TO BE DONE
Retype everything in the lines below from the one containing "Can you spot the distant" down to the one containing "x=410, y=254", including both of those lines, without any changes.

TASK INPUTS

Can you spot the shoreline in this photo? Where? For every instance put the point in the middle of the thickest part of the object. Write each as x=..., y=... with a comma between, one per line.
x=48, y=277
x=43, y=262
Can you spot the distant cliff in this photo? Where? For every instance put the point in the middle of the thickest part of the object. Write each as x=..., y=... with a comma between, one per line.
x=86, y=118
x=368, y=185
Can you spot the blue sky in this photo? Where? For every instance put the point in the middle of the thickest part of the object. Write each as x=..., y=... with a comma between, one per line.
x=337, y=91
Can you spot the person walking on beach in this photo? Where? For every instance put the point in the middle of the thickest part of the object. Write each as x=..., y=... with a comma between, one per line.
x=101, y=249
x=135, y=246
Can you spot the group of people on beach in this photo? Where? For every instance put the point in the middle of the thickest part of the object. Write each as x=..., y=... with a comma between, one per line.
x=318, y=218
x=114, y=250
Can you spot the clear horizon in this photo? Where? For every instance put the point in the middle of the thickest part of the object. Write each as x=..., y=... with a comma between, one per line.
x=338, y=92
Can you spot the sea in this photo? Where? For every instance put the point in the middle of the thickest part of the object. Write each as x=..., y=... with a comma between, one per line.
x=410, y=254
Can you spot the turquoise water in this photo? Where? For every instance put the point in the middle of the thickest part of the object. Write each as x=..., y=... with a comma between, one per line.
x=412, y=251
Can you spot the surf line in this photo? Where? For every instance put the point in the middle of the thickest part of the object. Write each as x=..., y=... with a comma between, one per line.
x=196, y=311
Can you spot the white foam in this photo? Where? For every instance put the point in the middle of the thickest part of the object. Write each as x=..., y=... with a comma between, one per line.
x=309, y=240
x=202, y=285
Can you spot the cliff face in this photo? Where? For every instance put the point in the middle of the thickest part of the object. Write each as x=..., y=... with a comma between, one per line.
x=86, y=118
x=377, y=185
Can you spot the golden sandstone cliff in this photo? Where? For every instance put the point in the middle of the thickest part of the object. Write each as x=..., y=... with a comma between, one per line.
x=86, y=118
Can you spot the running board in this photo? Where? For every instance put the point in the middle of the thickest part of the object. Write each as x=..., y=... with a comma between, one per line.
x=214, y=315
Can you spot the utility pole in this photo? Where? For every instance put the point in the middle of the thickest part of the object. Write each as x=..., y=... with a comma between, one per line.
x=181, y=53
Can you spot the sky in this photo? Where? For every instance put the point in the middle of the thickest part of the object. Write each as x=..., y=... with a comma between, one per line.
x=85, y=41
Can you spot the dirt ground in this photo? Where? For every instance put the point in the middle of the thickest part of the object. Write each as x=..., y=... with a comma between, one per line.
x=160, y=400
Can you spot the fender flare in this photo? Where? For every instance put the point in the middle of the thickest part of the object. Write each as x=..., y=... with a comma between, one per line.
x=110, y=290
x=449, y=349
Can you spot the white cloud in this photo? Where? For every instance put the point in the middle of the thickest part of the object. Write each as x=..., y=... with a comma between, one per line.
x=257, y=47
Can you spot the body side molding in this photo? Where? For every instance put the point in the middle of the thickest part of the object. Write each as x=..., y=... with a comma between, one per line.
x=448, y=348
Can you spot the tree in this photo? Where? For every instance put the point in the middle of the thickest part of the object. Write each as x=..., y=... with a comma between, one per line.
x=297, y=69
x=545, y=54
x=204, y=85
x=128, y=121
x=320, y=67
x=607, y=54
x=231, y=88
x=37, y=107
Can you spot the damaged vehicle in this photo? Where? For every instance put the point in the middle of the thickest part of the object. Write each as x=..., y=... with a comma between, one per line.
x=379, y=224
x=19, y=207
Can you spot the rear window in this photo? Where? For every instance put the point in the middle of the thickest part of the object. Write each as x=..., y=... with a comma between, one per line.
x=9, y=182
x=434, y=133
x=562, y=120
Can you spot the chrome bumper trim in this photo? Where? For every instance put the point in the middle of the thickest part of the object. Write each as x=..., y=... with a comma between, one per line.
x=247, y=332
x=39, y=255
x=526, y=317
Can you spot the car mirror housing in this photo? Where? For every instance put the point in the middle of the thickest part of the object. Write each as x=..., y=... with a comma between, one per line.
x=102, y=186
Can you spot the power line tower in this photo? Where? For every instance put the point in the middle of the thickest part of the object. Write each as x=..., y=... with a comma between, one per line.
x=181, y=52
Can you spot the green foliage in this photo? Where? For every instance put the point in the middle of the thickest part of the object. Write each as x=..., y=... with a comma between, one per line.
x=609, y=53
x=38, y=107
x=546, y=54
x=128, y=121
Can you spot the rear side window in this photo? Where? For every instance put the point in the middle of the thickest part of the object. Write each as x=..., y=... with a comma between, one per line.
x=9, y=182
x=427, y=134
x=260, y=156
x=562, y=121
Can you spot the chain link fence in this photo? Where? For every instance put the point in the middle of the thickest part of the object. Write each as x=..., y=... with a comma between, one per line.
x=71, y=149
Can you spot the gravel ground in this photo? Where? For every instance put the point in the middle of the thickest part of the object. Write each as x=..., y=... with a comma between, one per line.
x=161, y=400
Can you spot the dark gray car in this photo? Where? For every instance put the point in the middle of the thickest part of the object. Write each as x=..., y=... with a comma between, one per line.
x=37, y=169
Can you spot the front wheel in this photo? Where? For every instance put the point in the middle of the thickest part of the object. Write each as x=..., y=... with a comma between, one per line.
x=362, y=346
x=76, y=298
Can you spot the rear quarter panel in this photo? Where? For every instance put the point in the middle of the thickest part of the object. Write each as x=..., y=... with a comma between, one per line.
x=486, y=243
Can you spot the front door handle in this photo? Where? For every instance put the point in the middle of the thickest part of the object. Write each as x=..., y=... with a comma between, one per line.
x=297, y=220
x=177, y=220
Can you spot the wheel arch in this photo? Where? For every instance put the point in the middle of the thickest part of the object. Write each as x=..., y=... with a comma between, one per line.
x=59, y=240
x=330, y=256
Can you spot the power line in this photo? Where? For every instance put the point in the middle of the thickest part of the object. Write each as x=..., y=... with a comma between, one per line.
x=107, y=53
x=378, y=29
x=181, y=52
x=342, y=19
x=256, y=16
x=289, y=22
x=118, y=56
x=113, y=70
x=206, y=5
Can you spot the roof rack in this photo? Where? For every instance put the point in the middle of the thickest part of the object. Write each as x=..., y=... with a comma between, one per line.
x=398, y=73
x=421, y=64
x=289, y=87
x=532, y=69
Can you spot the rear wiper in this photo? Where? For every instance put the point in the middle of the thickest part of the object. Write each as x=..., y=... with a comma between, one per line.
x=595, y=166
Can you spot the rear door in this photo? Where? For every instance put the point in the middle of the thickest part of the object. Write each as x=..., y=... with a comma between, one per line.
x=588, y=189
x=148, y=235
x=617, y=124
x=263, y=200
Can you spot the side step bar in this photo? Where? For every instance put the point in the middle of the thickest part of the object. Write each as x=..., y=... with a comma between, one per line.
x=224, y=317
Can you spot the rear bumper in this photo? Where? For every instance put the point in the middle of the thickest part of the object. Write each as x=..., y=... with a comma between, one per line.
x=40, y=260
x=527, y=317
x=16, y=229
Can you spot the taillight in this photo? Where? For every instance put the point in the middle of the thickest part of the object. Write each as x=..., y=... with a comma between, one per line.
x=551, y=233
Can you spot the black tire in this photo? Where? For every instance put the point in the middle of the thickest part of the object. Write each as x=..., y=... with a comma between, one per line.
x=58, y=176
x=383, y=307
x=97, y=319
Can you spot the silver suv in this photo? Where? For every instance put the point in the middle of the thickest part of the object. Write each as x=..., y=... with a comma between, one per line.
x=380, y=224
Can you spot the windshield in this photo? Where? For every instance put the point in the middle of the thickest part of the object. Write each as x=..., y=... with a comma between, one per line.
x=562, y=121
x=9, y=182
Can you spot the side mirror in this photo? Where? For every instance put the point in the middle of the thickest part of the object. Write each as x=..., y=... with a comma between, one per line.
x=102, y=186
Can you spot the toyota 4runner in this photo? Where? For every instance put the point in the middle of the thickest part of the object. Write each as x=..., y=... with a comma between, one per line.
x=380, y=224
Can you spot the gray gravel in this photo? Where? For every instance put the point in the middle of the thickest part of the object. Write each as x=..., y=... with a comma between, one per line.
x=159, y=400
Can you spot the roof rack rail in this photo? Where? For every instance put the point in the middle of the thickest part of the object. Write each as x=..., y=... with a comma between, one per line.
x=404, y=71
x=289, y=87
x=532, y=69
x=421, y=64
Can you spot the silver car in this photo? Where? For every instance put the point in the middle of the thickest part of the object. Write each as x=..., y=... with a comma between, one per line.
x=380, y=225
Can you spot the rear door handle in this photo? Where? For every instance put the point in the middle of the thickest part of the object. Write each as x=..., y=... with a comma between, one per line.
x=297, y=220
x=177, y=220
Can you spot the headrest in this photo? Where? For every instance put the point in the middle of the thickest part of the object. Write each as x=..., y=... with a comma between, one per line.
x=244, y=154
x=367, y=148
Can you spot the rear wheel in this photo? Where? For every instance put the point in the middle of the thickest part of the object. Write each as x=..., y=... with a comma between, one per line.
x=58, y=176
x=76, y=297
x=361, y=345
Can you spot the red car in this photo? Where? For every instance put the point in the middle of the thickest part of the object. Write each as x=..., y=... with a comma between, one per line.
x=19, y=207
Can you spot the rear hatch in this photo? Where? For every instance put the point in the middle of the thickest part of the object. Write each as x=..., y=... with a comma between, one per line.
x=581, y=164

OUTPUT
Can you spot the distant cliff in this photo? Where? For every instance put the point in the middle of the thickest part of the object. Write each as x=..., y=... with a comma between, one per line.
x=86, y=118
x=368, y=185
Can you spot the blue sky in this photo? Where? For every instance put the point in the middle of the thickest part of the object. Write each as x=..., y=... with a comma between, one per line.
x=337, y=91
Can you spot the person walking on beach in this photo? Where? For every instance put the point in the middle of the thickest part of the object. Write each as x=..., y=... with a comma between, one per line.
x=101, y=249
x=135, y=246
Can you spot the group of people on beach in this photo? Where? For every instance put the point in the middle of the thickest part of the object. Write each as x=..., y=... with a comma between, one per line.
x=318, y=218
x=114, y=250
Can you spot the clear horizon in this photo? Where? For every instance put the point in the middle of the thickest part of the object. Write each as x=..., y=... with a comma between, one per line.
x=338, y=92
Can you spot the sea in this photo? Where? For every instance put the point in the middle of the thickest part of the object. Write each as x=..., y=... with a comma between, one per line.
x=410, y=254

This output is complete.